» **Do this**
Copy out the records below with "set a point on" swapped for "place a marker on" everywhere it appears. Keep every other part of the lines the same.

[Data items]
• • •
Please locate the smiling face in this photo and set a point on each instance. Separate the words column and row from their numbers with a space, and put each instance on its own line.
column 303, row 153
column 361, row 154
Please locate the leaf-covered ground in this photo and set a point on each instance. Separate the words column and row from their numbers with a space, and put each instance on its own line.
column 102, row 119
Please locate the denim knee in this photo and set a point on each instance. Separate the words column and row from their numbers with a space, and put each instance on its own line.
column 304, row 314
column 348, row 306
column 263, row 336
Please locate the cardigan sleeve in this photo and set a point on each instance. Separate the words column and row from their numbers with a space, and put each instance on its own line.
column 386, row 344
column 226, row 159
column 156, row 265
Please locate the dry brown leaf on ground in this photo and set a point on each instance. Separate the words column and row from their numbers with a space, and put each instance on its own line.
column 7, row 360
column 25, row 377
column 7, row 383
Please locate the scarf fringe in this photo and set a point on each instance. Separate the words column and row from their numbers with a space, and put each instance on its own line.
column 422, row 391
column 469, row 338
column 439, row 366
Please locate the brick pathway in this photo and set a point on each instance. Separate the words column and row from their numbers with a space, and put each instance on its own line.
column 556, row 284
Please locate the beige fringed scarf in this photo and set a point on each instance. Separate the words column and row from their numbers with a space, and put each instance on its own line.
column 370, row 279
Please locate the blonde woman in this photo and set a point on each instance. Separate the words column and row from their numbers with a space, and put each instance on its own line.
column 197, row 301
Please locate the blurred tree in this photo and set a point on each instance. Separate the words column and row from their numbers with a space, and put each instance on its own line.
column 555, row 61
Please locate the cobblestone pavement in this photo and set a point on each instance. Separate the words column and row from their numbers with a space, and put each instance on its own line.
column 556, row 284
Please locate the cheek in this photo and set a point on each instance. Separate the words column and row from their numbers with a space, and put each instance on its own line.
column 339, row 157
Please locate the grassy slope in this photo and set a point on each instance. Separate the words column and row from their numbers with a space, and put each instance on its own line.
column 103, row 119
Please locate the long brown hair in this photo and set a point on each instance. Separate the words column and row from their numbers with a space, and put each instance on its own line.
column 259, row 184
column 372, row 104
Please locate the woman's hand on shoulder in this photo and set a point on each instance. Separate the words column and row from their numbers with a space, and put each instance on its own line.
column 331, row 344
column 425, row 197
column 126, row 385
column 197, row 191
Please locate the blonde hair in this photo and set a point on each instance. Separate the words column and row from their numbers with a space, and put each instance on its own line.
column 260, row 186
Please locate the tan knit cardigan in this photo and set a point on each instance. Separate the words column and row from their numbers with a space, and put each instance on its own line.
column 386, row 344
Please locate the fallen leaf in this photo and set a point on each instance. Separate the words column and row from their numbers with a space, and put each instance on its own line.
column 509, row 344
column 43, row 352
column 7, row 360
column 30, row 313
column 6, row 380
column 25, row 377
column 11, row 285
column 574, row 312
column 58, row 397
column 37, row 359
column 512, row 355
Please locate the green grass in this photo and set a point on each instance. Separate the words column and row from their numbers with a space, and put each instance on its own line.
• • •
» **Result for this task**
Please locate the smiling face in this photo and place a marker on each instance. Separate the words column and row from their numbers with a space, and put each instance on its own line.
column 303, row 153
column 361, row 154
Please locate the leaf-covered ground in this photo and place a marker on each instance. Separate the words column and row from their numbers with a space, and put each instance on its own line.
column 102, row 119
Please locate the denim knee in this photo and place a marker on each instance. Separate the words column and row from their numbers with a space, and put each instance on its own line.
column 304, row 314
column 348, row 306
column 263, row 336
Please locate the cardigan sleeve in this photo and place a marker on each instance. Separate the words column and row from their numbers with a space, and put each instance on its own line.
column 386, row 344
column 226, row 159
column 156, row 265
Please locate the dry brown leaf on ground in this photo and place a marker on each instance. Separate the words column and row from their numbers with a space, and put each instance on its own line.
column 7, row 360
column 25, row 377
column 7, row 383
Please locate the scarf fringe in this photo and place a marker on each instance. Separate the words column and row from their numbers with a space, and put each instance on its own line.
column 422, row 391
column 469, row 338
column 439, row 366
Please locate the brick pathway in this photo and place a marker on each instance. Separate the words column and row from their numbers with a space, and put each instance on its own line.
column 556, row 284
Please locate the beige fringed scarf in this photo and place a marker on each instance. Separate the words column and row from their numbers with a space, and put each instance on its own line.
column 370, row 279
Please locate the blonde woman in this photo and place a marker on each instance. Separate the words column and row from their numbers with a space, and put each instance on its own line.
column 197, row 301
Please locate the blurred tree in this photo and place a marker on each instance. Separate the words column and row from their numbers with a space, and put each instance on its own line.
column 555, row 61
Please locate the cobblestone pavement in this photo and place a marker on each instance. Separate the words column and row from their numbers with a space, and put each instance on its own line.
column 556, row 284
Please locate the cheek in this photo and place a marker on each instance. Separate the words column and row from their numbers with a space, and put each instance on its own line.
column 339, row 157
Please locate the grassy slope in this photo and place a marker on each instance. Separate the words column and row from their numbers with a space, and put each instance on its own line.
column 103, row 119
Please locate the long brown hair in this photo and place a marker on each instance. Separate the words column and row from their numbers with a space, and put each instance on its own line.
column 259, row 184
column 372, row 104
Please locate the woman's hand on shoulder in this photo and place a marker on each instance. Separate the words column and row from their numbers with a space, and put each instance on its own line.
column 331, row 344
column 425, row 197
column 126, row 385
column 197, row 191
Please locate the blonde hair in this photo and place a marker on each instance. Separate the words column and row from their numbers with a space, and put each instance on its own line.
column 260, row 186
Please locate the tan knit cardigan in this photo and place a marker on each instance. Separate the words column and row from their numbers with a space, and put each instance on its own line.
column 386, row 344
Please locate the fallen leaf in this photo and place a marker on each instance. Separate the words column and row from their numbers with a space, and put each instance on its own line.
column 509, row 344
column 43, row 352
column 7, row 360
column 30, row 313
column 6, row 380
column 25, row 377
column 11, row 285
column 574, row 312
column 58, row 397
column 37, row 359
column 512, row 355
Please locate the green grass in this photo and place a marker on each instance. Separate the words column and row from their numbers with a space, and put each instance on its own line.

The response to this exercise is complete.